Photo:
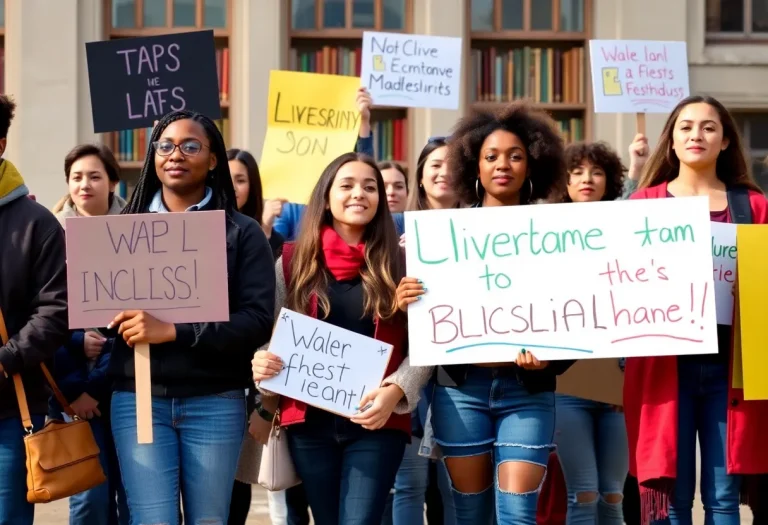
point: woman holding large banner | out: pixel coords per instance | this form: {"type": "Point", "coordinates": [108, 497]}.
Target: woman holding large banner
{"type": "Point", "coordinates": [198, 370]}
{"type": "Point", "coordinates": [513, 157]}
{"type": "Point", "coordinates": [668, 401]}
####################
Reproduce every line of the records above, requests included, but multiply each coordinate in the answers by 2.25 and round it to a whole number, with halves rounded up. Leave the coordinates in the requests and their format sample unchanged, and omit the pictures.

Photo:
point: woman holding large banner | out: pixel coords per instance | this form: {"type": "Point", "coordinates": [108, 497]}.
Target: woman holding large banner
{"type": "Point", "coordinates": [446, 833]}
{"type": "Point", "coordinates": [1154, 353]}
{"type": "Point", "coordinates": [1503, 902]}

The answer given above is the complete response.